→ **Document excerpt**:
Cross Border Pilfering Slow Progress in Battle against Polish Car Thieves
The Polish ambassador to Germany suggested this week that German officials weren't doing enough to fight rampant cross-border vehicle theft. It is a claim that some experts in Germany agree with. But officials on the front line urge patience, saying they are making progress.
Cross-border theft of cars and heavy machinery between Germany and Poland is a well-known problem. The common German assumption is that responsibility lies with its less-prosperous neighbor Poland, which is why a comment this week by the Polish ambassador to Germany was met with indignation.
In an interview with regional daily Märkische Oderzeitung on Monday, Ambassador Marek Prawda suggested that perhaps Germany wasn't doing enough to curb the problem. "That is first and foremost a problem for the police in the country where the cars are stolen," he told the paper.
Though his comments may question commonly held stereotypes about Polish criminality, they also reflect what German experts have been saying, according to daily Süddeutsche Zeitung on Tuesday. "The auto manufacturers, insurers and owners are themselves at fault," the paper writes. All sides could contribute more to solving the problem, it adds.

→ **Work instruction A**: Retype the car theft article between "Cross-border theft of" and "met with indignation.", inclusive.
→ **Work instruction B**: Summarize the car theft article in two sentences.
→ **Work instruction C**: Please carry on the car theft article from the end of its last paragraph.

Referring expression data

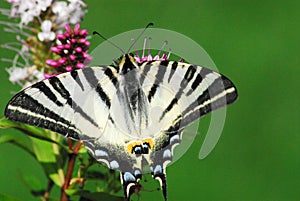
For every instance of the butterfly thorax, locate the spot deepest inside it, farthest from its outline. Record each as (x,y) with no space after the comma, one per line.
(131,98)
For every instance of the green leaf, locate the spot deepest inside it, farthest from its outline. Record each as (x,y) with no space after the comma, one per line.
(94,196)
(29,130)
(7,198)
(33,184)
(8,138)
(33,131)
(49,156)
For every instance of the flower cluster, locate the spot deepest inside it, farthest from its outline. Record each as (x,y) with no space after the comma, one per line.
(71,49)
(36,24)
(63,12)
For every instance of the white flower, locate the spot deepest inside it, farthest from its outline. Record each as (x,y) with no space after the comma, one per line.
(24,76)
(68,13)
(17,75)
(28,9)
(46,34)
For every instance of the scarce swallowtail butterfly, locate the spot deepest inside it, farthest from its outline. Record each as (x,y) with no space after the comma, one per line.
(129,115)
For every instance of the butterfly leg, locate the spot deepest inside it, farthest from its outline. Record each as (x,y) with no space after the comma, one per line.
(160,175)
(130,182)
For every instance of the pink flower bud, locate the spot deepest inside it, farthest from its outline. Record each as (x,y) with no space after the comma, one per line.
(55,49)
(67,35)
(53,63)
(85,55)
(73,40)
(82,40)
(83,32)
(60,37)
(79,65)
(76,29)
(78,49)
(62,60)
(68,28)
(60,47)
(67,46)
(69,68)
(72,57)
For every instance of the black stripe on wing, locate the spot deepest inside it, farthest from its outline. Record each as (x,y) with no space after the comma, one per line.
(158,79)
(183,84)
(94,83)
(219,94)
(25,109)
(60,88)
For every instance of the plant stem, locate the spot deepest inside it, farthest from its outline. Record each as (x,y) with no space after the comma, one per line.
(47,192)
(70,168)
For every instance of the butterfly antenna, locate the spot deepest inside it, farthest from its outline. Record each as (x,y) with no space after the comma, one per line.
(96,33)
(148,25)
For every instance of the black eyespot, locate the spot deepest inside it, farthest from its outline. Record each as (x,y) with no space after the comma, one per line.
(138,149)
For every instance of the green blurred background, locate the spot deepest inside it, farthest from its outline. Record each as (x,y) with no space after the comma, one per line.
(256,44)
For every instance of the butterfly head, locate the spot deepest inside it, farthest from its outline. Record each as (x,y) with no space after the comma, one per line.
(140,147)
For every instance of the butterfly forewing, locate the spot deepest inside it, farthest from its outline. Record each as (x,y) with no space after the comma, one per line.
(121,112)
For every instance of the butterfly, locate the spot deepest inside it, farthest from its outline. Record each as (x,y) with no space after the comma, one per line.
(129,116)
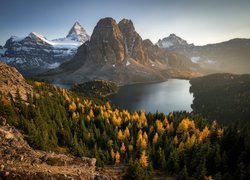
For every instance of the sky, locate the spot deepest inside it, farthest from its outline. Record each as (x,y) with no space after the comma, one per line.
(197,21)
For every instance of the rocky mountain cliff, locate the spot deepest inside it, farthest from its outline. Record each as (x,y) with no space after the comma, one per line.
(11,81)
(231,56)
(35,54)
(117,52)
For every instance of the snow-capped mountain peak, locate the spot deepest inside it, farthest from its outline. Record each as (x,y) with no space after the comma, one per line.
(171,41)
(39,38)
(78,33)
(35,53)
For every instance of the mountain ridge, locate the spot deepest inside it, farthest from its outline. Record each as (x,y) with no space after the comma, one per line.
(230,56)
(117,52)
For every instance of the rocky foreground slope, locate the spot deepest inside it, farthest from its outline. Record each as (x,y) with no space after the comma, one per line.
(19,161)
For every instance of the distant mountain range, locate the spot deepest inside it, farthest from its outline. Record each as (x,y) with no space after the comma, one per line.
(117,52)
(232,56)
(35,54)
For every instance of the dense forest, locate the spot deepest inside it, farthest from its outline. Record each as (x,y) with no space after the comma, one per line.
(96,89)
(184,145)
(224,97)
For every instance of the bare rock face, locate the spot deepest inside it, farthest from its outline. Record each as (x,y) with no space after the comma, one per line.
(19,161)
(11,81)
(132,41)
(116,52)
(106,43)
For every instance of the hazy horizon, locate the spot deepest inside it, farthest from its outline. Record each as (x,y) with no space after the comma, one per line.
(198,22)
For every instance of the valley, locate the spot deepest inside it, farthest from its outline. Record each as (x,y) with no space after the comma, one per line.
(134,90)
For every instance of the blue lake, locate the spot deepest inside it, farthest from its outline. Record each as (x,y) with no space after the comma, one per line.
(168,96)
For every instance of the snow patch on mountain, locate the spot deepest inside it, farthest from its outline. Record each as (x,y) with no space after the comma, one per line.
(35,53)
(171,41)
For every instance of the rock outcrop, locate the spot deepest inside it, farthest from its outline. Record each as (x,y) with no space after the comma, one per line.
(117,52)
(11,81)
(19,161)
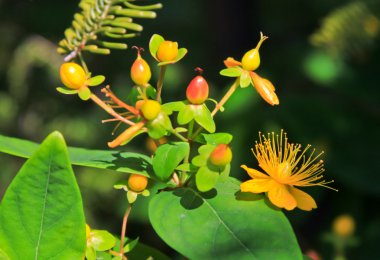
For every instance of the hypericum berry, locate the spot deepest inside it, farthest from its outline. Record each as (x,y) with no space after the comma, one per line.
(197,91)
(72,75)
(265,88)
(137,182)
(150,109)
(344,226)
(221,156)
(251,59)
(167,51)
(140,70)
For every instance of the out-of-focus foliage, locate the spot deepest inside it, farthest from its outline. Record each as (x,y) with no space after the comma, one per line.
(348,30)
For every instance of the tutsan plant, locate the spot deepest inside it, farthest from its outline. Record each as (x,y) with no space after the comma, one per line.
(200,210)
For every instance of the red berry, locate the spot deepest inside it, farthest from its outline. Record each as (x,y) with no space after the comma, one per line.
(197,91)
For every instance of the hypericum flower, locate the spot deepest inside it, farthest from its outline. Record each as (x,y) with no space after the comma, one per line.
(286,167)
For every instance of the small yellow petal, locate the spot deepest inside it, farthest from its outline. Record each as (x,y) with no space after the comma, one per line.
(254,173)
(304,200)
(257,185)
(281,197)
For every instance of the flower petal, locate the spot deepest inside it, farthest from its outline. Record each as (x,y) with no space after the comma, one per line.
(304,200)
(254,173)
(257,185)
(280,196)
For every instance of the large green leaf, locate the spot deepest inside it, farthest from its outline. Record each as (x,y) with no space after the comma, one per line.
(114,160)
(222,224)
(41,214)
(167,157)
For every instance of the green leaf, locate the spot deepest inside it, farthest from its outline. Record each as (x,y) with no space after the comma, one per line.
(159,126)
(206,179)
(154,43)
(231,72)
(67,91)
(130,245)
(125,162)
(181,53)
(173,106)
(185,115)
(95,81)
(41,215)
(203,117)
(101,240)
(84,93)
(245,79)
(142,251)
(167,157)
(90,253)
(221,225)
(218,138)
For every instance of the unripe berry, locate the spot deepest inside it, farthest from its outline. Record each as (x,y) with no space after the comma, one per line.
(197,91)
(137,182)
(72,75)
(167,51)
(140,70)
(150,109)
(221,156)
(251,59)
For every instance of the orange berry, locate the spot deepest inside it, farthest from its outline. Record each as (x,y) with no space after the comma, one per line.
(150,109)
(140,71)
(344,226)
(72,75)
(167,51)
(137,182)
(221,156)
(197,91)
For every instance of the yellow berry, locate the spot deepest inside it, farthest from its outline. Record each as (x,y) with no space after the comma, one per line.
(167,51)
(137,182)
(221,155)
(72,75)
(140,71)
(150,109)
(344,226)
(251,59)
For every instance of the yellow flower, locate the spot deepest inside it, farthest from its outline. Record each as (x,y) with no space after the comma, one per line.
(286,166)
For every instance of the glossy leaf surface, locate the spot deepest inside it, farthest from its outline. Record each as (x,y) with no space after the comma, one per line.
(222,224)
(41,214)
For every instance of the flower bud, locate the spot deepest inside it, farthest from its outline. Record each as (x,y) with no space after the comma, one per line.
(140,70)
(221,156)
(72,75)
(137,183)
(344,226)
(150,109)
(167,51)
(265,89)
(251,59)
(197,91)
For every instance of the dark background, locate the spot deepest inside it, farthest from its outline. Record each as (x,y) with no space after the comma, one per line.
(326,73)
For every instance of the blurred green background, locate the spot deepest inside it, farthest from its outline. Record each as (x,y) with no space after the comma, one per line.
(322,56)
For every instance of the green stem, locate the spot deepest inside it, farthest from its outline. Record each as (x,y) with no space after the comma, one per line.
(160,82)
(124,229)
(179,136)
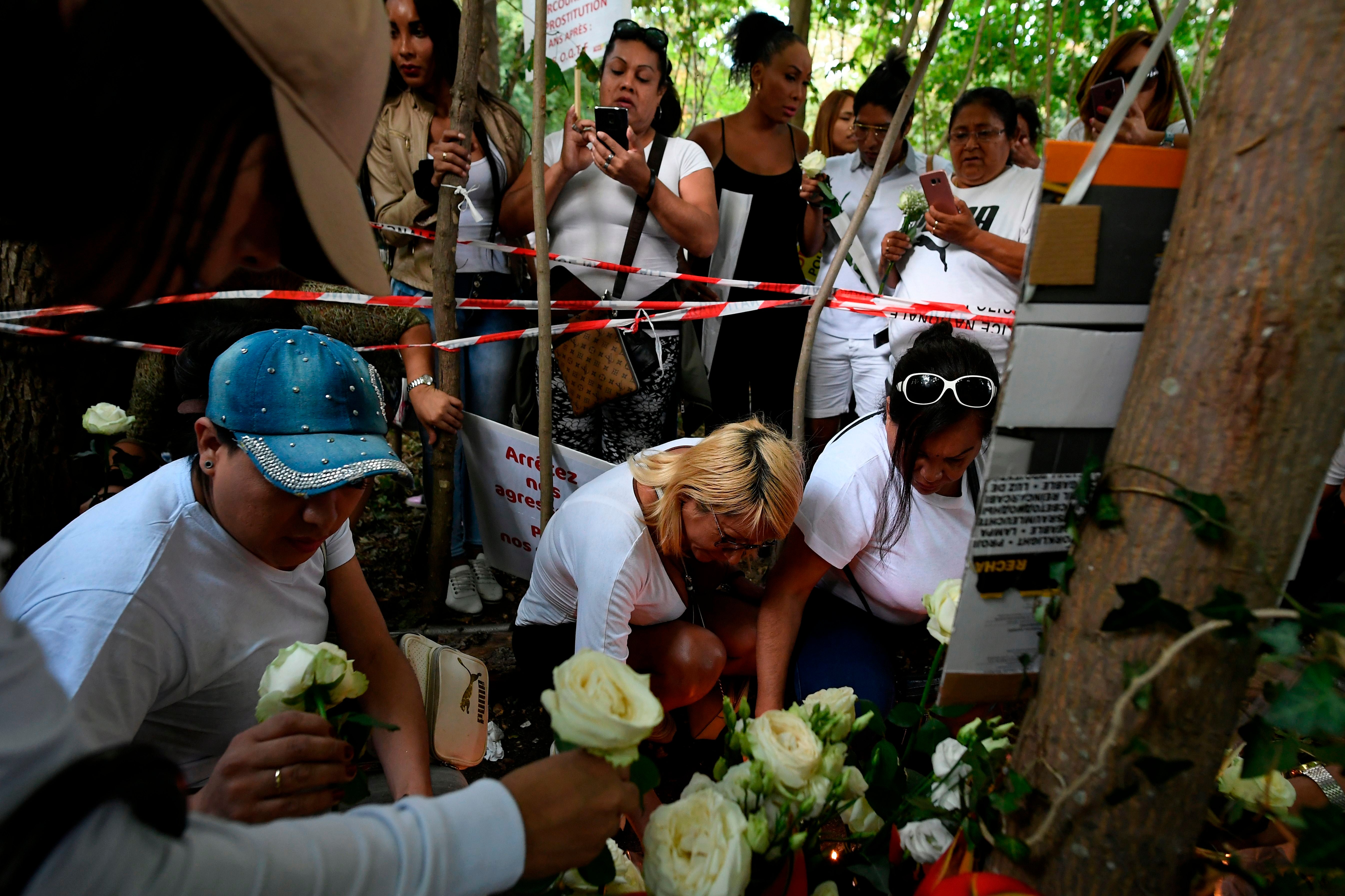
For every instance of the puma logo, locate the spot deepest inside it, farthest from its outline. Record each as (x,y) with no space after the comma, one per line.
(466,706)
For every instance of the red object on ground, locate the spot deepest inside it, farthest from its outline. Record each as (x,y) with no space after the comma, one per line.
(984,885)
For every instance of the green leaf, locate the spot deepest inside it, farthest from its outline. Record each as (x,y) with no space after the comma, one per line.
(1143,605)
(1203,525)
(1012,847)
(1160,771)
(1313,706)
(645,776)
(906,715)
(602,871)
(931,735)
(1323,843)
(1108,513)
(953,711)
(1284,637)
(1132,671)
(1231,606)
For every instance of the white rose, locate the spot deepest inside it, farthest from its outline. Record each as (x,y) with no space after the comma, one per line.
(603,706)
(840,704)
(942,607)
(629,879)
(107,420)
(697,847)
(302,666)
(949,773)
(1270,792)
(926,841)
(814,163)
(861,819)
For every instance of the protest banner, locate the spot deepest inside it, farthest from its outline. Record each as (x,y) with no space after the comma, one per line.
(578,26)
(502,467)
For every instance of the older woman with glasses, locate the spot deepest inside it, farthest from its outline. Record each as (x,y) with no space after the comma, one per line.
(1147,122)
(642,563)
(976,256)
(886,517)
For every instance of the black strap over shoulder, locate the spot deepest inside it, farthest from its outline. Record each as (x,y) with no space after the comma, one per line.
(135,774)
(638,216)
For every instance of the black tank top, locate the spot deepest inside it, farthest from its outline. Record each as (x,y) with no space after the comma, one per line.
(771,239)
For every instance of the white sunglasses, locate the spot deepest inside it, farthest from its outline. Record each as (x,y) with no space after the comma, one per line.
(927,389)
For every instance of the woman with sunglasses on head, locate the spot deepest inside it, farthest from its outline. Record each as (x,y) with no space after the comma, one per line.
(886,517)
(756,153)
(1147,120)
(976,256)
(592,188)
(642,563)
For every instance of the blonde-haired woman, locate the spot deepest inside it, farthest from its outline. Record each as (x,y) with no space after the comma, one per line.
(642,563)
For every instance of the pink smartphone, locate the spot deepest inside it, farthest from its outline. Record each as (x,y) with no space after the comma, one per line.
(935,183)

→ **Answer section A**:
Cross-border theft of cars and heavy machinery between Germany and Poland is a well-known problem. The common German assumption is that responsibility lies with its less-prosperous neighbor Poland, which is why a comment this week by the Polish ambassador to Germany was met with indignation.

→ **Answer section B**: Polish ambassador Marek Prawda told the daily Märkische Oderzeitung that Germany perhaps wasn't doing enough to curb cross-border vehicle theft. His comment was met with indignation in Germany, though some German experts agree with him, and officials on the front line urge patience and say they are making progress.

→ **Answer section C**:
Successful measures implemented within Poland to stop domestic auto theft by verifying vehicle origins and outfitting them with hologram identification markers have been praised by German insurers, who have even suggested they be implemented across the European Union, the paper writes. "But policy has hardly changed," and delays plague Germany's entry of stolen vehicle alerts into the international system, the Süddeutsche Zeitung adds.
But according to Ingo Decker, spokesperson for the state interior ministry in border-crime hotspot Brandenburg, the problem can't be so easily attributed. "Naturally everyone has to do their part," he told SPIEGEL ONLINE. "This affects the auto industry, which of course could make the vehicles more secure, and the owners also bear a responsibility for properly securing and parking their cars ... but those who are robbed are not to blame." Instead, far-reaching, long-term measures are required to tackle the problem, he says.
A 'Distress Call'
It began around the time Poland became part of the European border-free travel Schengen group in late 2007. That year, the number of cars stolen in Brandenburg totalled nearly 2,500, and by 2010, this number had reached almost 4,100. Coveted brands include German-made Audi, BMW and Mercedes, with Volkswagen models topping the list of most-stolen cars, according to Brandenburg police statistics.
During that time expensive construction machinery and farming equipment also became a target. The problem has become so widespread that 92 business owners from the state's Uckermark region recently signed a petition asking for help from to the state parliament. They estimate that the frequent theft of vehicles, equipment and even fuel has cost them upwards of 22 million collectively, daily Berliner Zeitung reported Tuesday.
"Unfortunately we feel we've been left behind by those politically responsible," the petition reads, according to the paper.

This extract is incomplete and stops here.